SUPPLIED TEXT:
--- START ---

Leaked plans for an EU austerity machine

14/12/2017

The French president Emmanuel Macron has been pushing the case for ambitious reforms of the eurozone, and the EU, proposing a separate EU budget (shifting spending from member state national budgets upwards to an integrated EU budget), an EU finance ministry and a European monetary fund for the eurozone (to act as permanent mechanism to assist member states who get into financial difficulty). It was always unlikely that such a plan would be supported by Germany who would be the main provider of funding for such a scheme.

--- END ---

TASK PROMPT:
Extend the article on Macron's eurozone reform proposals, picking up after its final sentence. The material that comes next has nothing to do with the text.

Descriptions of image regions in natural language
--- START ---

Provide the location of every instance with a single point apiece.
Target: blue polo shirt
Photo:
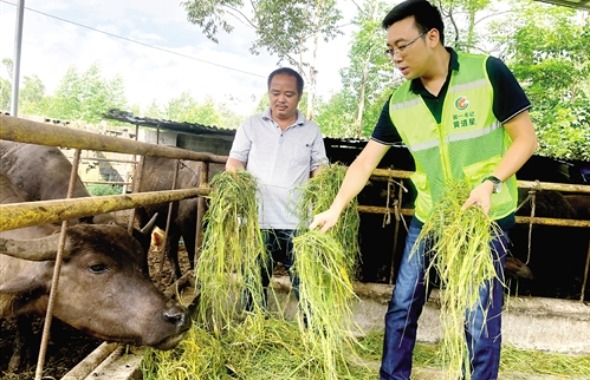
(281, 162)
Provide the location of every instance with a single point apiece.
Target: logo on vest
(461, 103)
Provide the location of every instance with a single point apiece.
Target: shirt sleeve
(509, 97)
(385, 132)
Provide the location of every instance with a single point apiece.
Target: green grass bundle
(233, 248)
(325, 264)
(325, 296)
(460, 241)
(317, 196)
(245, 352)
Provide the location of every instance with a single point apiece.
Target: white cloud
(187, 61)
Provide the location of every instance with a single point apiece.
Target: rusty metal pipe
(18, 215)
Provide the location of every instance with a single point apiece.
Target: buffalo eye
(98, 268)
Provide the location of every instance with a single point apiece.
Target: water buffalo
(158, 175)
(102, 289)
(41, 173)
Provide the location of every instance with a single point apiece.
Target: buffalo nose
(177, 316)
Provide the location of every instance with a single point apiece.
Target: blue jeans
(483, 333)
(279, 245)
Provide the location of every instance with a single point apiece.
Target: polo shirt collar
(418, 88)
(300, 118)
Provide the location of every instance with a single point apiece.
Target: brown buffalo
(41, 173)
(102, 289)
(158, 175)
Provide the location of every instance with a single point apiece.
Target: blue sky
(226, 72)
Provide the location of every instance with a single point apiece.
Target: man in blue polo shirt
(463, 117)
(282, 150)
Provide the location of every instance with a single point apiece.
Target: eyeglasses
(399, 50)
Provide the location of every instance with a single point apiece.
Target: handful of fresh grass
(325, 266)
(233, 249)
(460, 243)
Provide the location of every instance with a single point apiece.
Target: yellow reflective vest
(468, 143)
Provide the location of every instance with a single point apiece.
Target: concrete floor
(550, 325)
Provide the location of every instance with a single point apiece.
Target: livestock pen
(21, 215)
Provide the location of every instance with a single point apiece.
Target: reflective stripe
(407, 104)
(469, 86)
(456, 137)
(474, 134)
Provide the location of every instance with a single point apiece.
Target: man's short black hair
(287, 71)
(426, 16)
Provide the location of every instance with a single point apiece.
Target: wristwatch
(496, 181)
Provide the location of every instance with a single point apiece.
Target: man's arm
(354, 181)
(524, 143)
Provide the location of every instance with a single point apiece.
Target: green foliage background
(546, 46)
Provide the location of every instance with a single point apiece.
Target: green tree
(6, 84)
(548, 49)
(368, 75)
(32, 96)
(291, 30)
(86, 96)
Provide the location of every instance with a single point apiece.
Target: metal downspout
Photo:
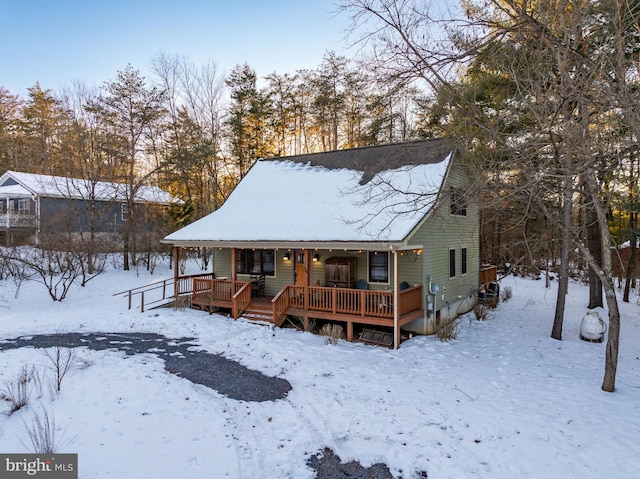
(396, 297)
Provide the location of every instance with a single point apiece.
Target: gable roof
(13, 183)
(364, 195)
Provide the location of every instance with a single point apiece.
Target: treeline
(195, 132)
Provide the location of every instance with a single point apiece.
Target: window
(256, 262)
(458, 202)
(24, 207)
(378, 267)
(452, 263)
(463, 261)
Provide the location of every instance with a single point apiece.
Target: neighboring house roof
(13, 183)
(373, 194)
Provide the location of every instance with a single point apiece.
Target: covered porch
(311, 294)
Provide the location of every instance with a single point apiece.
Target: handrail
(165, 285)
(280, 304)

--- END ---
--- START ---

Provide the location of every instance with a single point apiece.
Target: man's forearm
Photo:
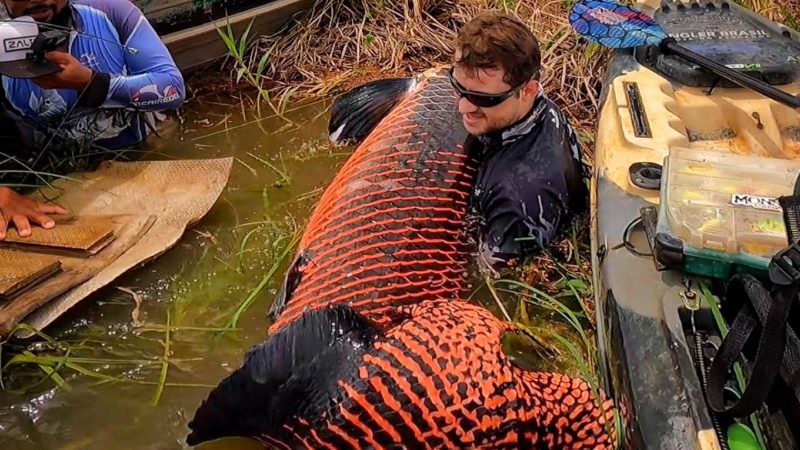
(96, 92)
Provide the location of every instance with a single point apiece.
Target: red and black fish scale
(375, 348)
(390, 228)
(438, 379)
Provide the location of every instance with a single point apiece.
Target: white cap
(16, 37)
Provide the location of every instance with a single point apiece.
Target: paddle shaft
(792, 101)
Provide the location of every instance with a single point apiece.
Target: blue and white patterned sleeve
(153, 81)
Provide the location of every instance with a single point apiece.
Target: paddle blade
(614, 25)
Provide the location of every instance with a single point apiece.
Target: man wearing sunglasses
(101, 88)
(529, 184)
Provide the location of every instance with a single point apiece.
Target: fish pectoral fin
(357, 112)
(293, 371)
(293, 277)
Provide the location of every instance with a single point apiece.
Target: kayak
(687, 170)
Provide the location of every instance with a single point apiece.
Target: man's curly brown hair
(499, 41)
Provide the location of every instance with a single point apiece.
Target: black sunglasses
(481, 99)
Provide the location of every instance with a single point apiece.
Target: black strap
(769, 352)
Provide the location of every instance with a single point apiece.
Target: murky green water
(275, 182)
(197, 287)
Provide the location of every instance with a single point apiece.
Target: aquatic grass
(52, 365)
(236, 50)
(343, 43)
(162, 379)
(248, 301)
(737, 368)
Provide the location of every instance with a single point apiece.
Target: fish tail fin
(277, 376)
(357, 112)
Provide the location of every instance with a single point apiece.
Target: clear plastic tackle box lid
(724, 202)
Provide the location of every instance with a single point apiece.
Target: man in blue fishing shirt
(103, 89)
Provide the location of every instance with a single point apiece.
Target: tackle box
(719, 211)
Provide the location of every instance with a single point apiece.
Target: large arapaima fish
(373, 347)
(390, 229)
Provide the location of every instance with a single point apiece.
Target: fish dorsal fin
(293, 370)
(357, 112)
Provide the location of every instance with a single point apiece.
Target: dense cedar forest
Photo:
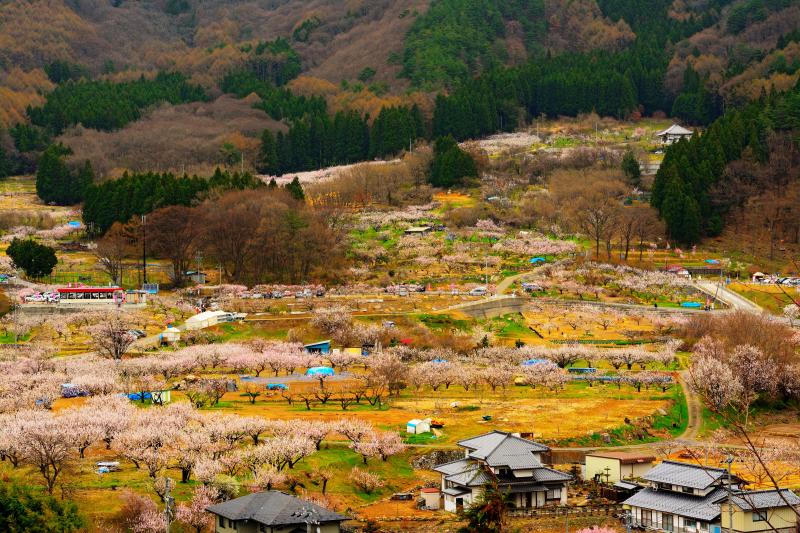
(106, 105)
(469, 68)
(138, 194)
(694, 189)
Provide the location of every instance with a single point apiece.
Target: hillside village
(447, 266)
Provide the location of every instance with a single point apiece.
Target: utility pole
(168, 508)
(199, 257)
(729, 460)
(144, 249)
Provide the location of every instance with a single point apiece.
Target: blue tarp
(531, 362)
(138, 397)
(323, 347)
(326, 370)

--- END ---

TASK RESPONSE:
Now a document leaked by the French newspaper Libération (Google translation here) has revealed that Commission President Jean-Claude Juncker has sided with the conservative German position by offering an alternative and draconian plan for Eurozone reforms. The essence of the proposed plan would be to bring to the entire single currency zone the same sort of program that was imposed on Greece. In the account of Yannis Varoufakis of his time negotiating with the Troika (‘Adults In The Room: My Battle With Europe’s Deep Establishment’) he claims that Wolfgang Schäuble explicitly told him that his ambition was to ‘bring the Troika to Paris’. Schäuble’s views are those of the conservative right and centre in Germany which views the design of the single currency as deeply flawed, an unfortunate and dangerous concession forced out of Germany in return for allowing reunification, and in need of urgent and deep reform. The aim would be to remodel the entire Eurozone along German lines, in particular France.

A document leaked by the French newspaper Libération has revealed that Commission President Jean-Claude Juncker has attempted to appease the most conservative of German politicians by offering draconian Eurozone reforms. These, in summary, would amount to the entire single-currency area being subjected to the same model that Greece has been labouring under since its first memorandum with the Troika. Greece was in many ways an ‘austerity laboratory’ which helped to test and generate methods which the German conservative block would like to be exported to the rest of the Eurozone.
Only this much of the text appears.